● Consigne de travail: Extrayez tel quel le passage de l'extrait sur l'économie du partage qui commence par « Comme toute nouvelle » et se poursuit jusqu'à « payent pas d’impôt. ».

● Extrait choisi:
○ ○ ○ ○
8 septembre 2015. Internet revisite l’auto-stop avec BlaBlaCar ; la chambre d’amis avec Air’BnB ; le coup de pouce avec Ulule ; le journal associatif avec le Huffington Post… Cette « économie du partage » semble porter des valeurs sociales : la consommation responsable ou la solidarité ; voire morales : l’entraide ou l’altruisme.
Comme toute nouvelle pratique, l’économie du partage commet quelques erreurs de jeunesse. Mais, d’autres signaux doivent nous alerter sur un vice plus profond, en particulier lorsque les contributeurs à ces plateformes se révoltent contre les opérateurs. Les « pionniers » de BlaBlaCar dénoncent, par exemple, la perte de l’état d’esprit du covoiturage avec sa marchandisation. Les journalistes du Huffington Post réclament le partage du chèque de rachat pour 300 millions de dollars par AOL. Et cette vision se noircit encore lorsque ces opérateurs désorganisent le travail des professionnels classiques ou ne payent pas d’impôt.
Pour comprendre ce vice, il faut observer deux types d’utilisateurs. D’une part, les pionniers, qui sont attachés au simple partage de frais, à l’existence d’une communauté basée sur de nouvelles règles et comportements... De l’autre, les utilisateurs plus récents, ceux du mass-market, qui en ont une approche très utilitaire, même si la relation directe entre particuliers maintient la nécessité d’une certaine civilité.
Les opérateurs des plateformes ont un intérêt financier objectif à démarrer avec les « pionniers », puis à repositionner leur offre pour atteindre la masse. Lors de cette transition, on peut comprendre que les premiers déplorent la perte de l’état d’esprit originel. Pire, l’opérateur ne reconnaît pas leur engagement dans le démarrage de la plateforme. Pour eux, cette perte n'est pas compensée par le succès de masse, ni la plus grande rigueur transactionnelle. On comprend leur mauvaise humeur, mais on est davantage surpris par la fréquence des mots « désaccord » et « trahison ». Dans le cas du Huffington Post après son rachat, les contributeurs disent avoir le sentiment que le journal « les avait mis à profit pour réaliser un bénéfice énorme » et réclament une rémunération en conséquence.
On pourrait penser que les pionniers des plateformes avaient donné leur temps et leur créativité sous la forme du « don gracieux » du bénévolat. Au contraire : ces mots sont l’expression d’un contrat implicite, que les ethnologues nomment « don/contre-don ». Le don se caractérise en effet par l’attente d’un « contre-don » en retour. Etonnamment, la vertu des pionniers n’est pas dans la générosité. Il s’agit davantage, pendant la phase pionnière, des vertus qui permettent de faire société : philanthropie, sympathie, justice, équité, hospitalité et humanité.
Ce contrat implicite, entre opérateurs et pionniers, ne survit pas au succès commercial des premiers, ce qui est dommageable pour les seconds. C’est le point de rupture actuel entre le moral et le légal. Le Code de commerce impose en effet à l’opérateur de rechercher le développement commercial et donc, implicitement, de trahir ses pionniers.
Pour ceux qui sont sensibles à la responsabilité sociétale de l’entreprise, il y a là matière à questions : le plaisir d’avoir participé à une aventure entrepreneuriale est-il une contrepartie équitable pour la contribution des pionniers ? Faut-il mieux les informer pour ne pas décevoir leurs attentes ? Peut-on imaginer pour eux un nouveau mode de rétribution pour se dégager sans brutalité de leur contrat implicite, en reconnaissant leur utilité ? Les réponses devraient relever de la sage gouvernance des opérateurs de l’économie du partage.
○ ○ ○ ○
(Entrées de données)
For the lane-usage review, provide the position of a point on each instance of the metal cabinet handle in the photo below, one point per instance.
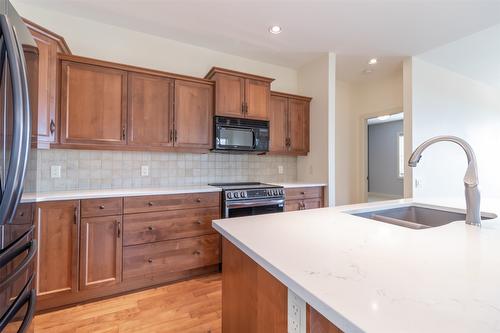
(52, 126)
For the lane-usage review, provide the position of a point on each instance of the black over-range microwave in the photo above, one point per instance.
(241, 135)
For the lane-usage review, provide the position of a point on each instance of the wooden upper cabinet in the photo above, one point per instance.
(93, 104)
(241, 95)
(257, 99)
(44, 112)
(298, 115)
(289, 124)
(229, 95)
(193, 114)
(57, 234)
(100, 251)
(150, 114)
(278, 124)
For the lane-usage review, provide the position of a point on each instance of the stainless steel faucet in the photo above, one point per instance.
(471, 181)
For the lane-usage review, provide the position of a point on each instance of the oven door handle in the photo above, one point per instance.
(254, 203)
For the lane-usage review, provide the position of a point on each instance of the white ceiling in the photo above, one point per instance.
(354, 29)
(476, 56)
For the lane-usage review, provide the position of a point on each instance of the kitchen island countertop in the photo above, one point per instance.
(368, 276)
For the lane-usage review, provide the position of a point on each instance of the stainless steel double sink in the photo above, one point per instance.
(416, 217)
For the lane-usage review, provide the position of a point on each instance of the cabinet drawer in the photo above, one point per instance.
(101, 207)
(24, 214)
(162, 258)
(156, 203)
(303, 193)
(292, 205)
(159, 226)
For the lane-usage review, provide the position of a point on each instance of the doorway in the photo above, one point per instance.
(385, 158)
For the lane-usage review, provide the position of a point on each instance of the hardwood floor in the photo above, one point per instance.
(192, 306)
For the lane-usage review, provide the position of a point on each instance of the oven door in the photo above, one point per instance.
(253, 207)
(235, 138)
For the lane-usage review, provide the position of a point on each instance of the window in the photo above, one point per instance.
(401, 155)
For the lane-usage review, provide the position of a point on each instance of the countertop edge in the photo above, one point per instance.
(102, 194)
(329, 313)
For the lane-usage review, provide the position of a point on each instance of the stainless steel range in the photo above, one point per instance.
(244, 199)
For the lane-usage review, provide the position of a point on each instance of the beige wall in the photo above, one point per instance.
(317, 79)
(107, 42)
(355, 103)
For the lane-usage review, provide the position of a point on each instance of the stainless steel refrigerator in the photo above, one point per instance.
(17, 246)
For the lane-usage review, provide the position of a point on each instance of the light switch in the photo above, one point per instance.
(144, 170)
(55, 171)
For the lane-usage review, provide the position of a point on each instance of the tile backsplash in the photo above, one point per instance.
(82, 169)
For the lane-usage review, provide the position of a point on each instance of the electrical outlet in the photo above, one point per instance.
(55, 171)
(296, 313)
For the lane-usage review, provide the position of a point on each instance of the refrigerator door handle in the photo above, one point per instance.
(27, 295)
(21, 134)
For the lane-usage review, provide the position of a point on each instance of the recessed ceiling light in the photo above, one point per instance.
(275, 29)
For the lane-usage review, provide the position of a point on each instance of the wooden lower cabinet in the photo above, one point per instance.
(100, 251)
(94, 248)
(159, 260)
(255, 301)
(304, 198)
(56, 226)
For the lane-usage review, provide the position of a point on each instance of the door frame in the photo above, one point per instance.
(363, 175)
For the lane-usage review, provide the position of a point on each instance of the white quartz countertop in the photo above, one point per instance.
(95, 194)
(129, 192)
(368, 276)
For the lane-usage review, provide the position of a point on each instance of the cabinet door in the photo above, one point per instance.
(150, 101)
(298, 115)
(100, 251)
(229, 95)
(93, 104)
(278, 124)
(258, 99)
(57, 235)
(45, 126)
(193, 114)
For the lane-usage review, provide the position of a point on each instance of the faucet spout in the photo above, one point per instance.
(471, 180)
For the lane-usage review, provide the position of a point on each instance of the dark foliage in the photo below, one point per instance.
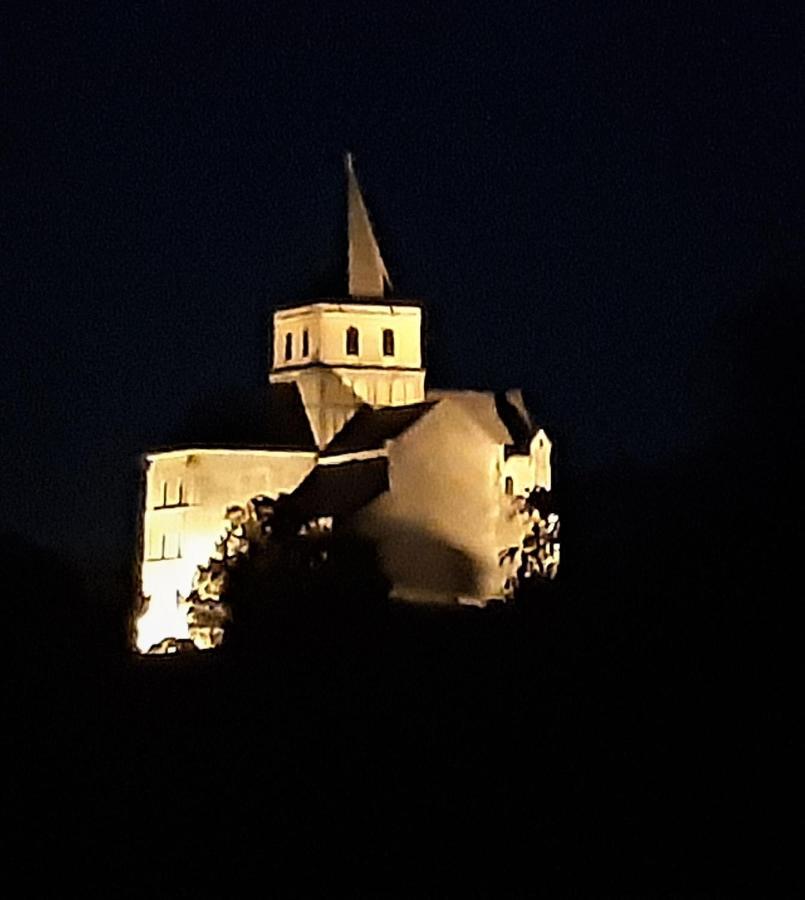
(629, 728)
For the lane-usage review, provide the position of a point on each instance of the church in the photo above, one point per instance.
(435, 479)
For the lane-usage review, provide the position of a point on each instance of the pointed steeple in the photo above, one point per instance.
(367, 271)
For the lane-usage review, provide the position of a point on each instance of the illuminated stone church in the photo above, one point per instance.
(435, 479)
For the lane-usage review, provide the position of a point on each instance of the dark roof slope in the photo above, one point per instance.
(339, 490)
(369, 428)
(273, 417)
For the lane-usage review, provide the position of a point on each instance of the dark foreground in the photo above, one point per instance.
(626, 729)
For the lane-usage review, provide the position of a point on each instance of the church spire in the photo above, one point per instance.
(367, 272)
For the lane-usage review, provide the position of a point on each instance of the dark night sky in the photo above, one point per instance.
(580, 192)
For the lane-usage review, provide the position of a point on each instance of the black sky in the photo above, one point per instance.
(580, 192)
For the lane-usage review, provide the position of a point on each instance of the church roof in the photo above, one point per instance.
(369, 428)
(339, 490)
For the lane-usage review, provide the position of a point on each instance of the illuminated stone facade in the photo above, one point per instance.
(347, 386)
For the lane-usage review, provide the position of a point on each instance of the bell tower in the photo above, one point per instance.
(361, 349)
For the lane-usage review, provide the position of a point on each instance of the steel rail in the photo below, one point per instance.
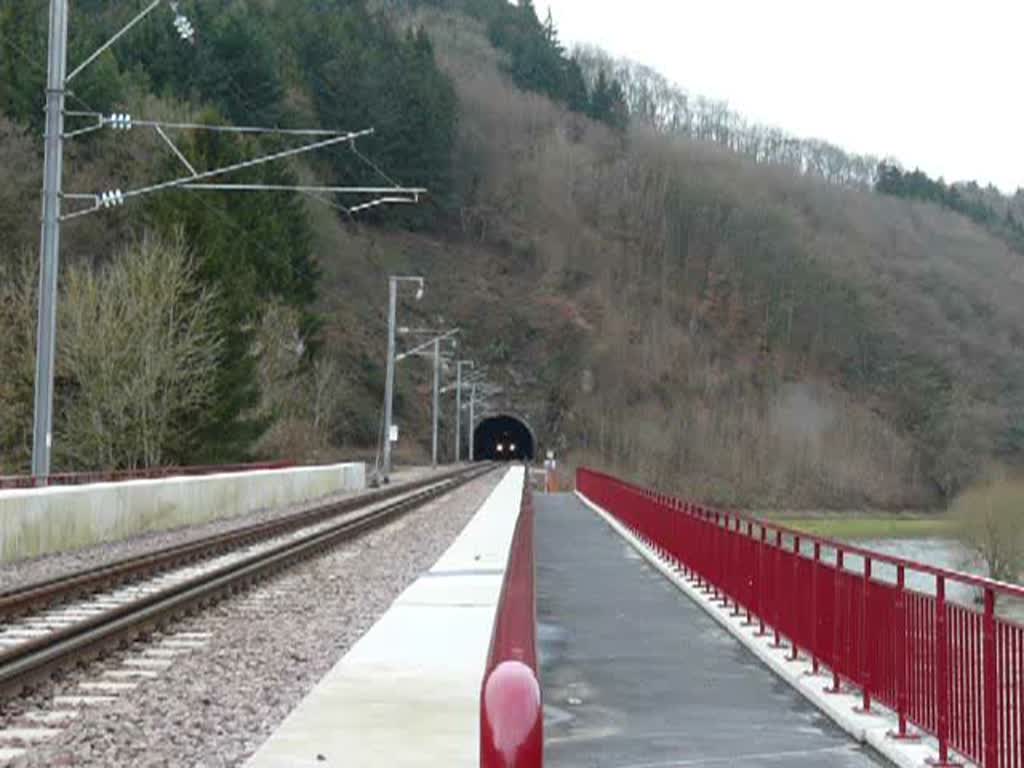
(27, 664)
(71, 586)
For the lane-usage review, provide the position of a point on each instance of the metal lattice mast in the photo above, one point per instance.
(50, 247)
(196, 180)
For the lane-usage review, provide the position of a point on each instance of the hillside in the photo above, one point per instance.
(664, 304)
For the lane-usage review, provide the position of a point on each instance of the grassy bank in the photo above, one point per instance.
(864, 526)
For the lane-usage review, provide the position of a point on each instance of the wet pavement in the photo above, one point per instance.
(635, 675)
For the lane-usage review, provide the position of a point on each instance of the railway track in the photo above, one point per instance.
(60, 623)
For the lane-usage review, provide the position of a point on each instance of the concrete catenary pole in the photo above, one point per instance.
(458, 413)
(392, 309)
(472, 422)
(437, 384)
(42, 437)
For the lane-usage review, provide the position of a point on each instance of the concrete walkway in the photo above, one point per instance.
(637, 676)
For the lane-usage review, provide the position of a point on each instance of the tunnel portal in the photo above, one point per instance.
(503, 438)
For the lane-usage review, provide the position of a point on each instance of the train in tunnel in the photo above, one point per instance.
(503, 438)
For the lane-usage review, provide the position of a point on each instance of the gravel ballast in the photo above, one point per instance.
(266, 649)
(24, 572)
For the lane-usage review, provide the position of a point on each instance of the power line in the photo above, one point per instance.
(57, 80)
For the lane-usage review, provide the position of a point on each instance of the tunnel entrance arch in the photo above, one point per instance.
(504, 437)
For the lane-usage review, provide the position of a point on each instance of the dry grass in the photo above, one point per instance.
(989, 519)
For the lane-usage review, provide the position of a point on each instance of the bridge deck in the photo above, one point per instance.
(637, 676)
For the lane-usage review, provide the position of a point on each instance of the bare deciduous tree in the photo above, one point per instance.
(138, 347)
(17, 313)
(990, 518)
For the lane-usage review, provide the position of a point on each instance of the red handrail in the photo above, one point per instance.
(511, 709)
(85, 478)
(952, 671)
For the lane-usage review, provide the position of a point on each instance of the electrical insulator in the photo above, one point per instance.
(184, 28)
(120, 121)
(112, 199)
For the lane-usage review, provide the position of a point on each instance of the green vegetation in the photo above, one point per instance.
(969, 200)
(989, 522)
(671, 292)
(856, 526)
(538, 61)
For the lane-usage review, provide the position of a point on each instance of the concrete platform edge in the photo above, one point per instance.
(871, 730)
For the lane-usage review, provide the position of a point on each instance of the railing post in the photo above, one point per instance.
(734, 536)
(942, 671)
(751, 584)
(775, 568)
(837, 686)
(902, 653)
(762, 598)
(991, 683)
(815, 663)
(795, 655)
(865, 662)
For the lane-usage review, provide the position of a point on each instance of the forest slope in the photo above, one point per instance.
(675, 309)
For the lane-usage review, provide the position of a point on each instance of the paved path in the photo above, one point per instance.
(637, 676)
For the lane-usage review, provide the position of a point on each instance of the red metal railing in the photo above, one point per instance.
(904, 633)
(84, 478)
(511, 710)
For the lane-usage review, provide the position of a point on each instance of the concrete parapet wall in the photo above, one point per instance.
(41, 521)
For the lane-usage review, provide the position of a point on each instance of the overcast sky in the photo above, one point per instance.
(934, 83)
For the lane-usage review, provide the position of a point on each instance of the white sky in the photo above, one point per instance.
(933, 83)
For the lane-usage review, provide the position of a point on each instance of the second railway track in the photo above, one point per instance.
(57, 624)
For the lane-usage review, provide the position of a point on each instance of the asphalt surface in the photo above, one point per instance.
(635, 675)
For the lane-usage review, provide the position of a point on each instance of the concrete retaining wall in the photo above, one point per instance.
(40, 521)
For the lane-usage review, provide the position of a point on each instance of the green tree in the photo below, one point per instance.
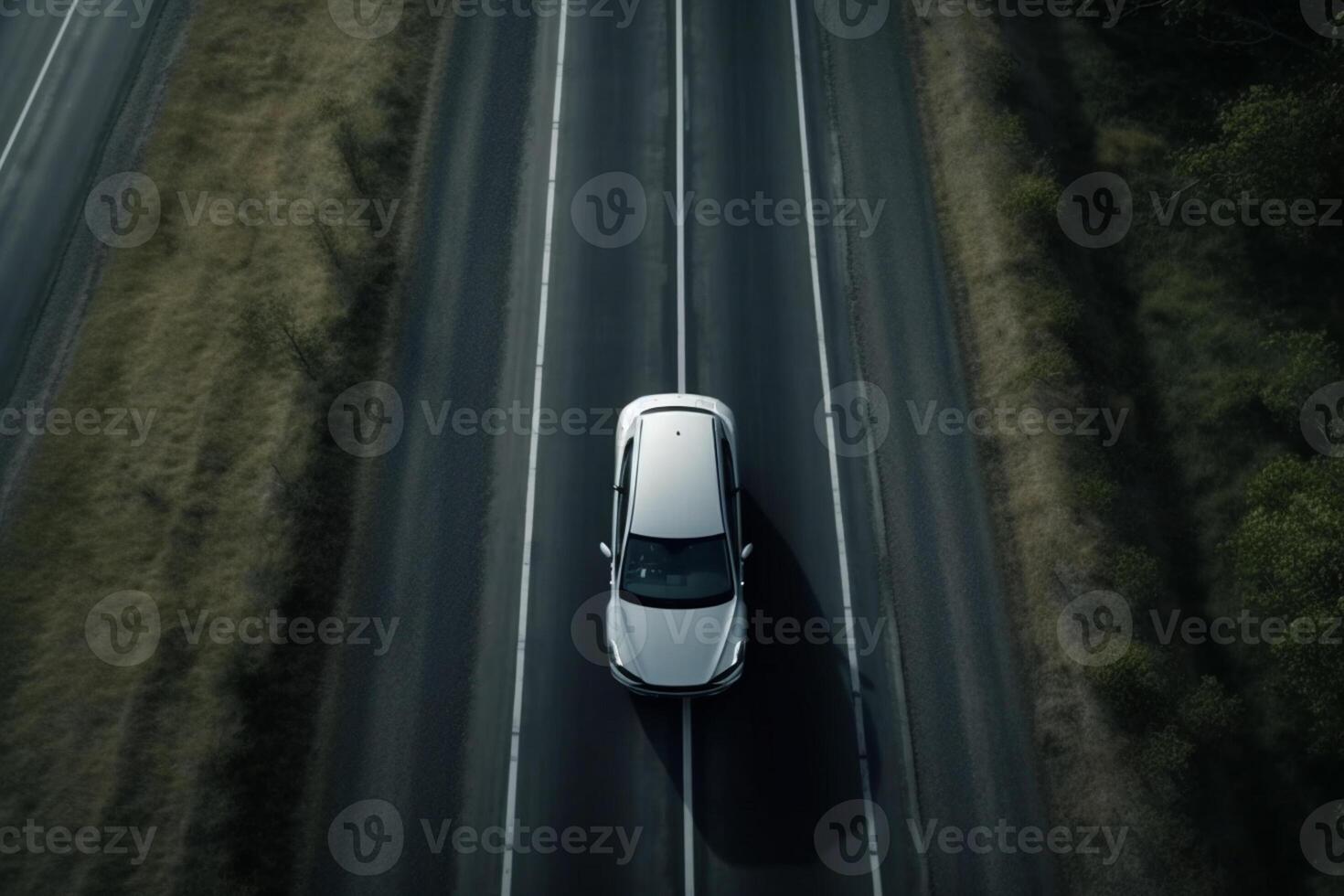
○ ○ ○ ○
● Réponse rédigée:
Comme toute nouvelle pratique, l’économie du partage commet quelques erreurs de jeunesse. Mais, d’autres signaux doivent nous alerter sur un vice plus profond, en particulier lorsque les contributeurs à ces plateformes se révoltent contre les opérateurs. Les « pionniers » de BlaBlaCar dénoncent, par exemple, la perte de l’état d’esprit du covoiturage avec sa marchandisation. Les journalistes du Huffington Post réclament le partage du chèque de rachat pour 300 millions de dollars par AOL. Et cette vision se noircit encore lorsque ces opérateurs désorganisent le travail des professionnels classiques ou ne payent pas d’impôt.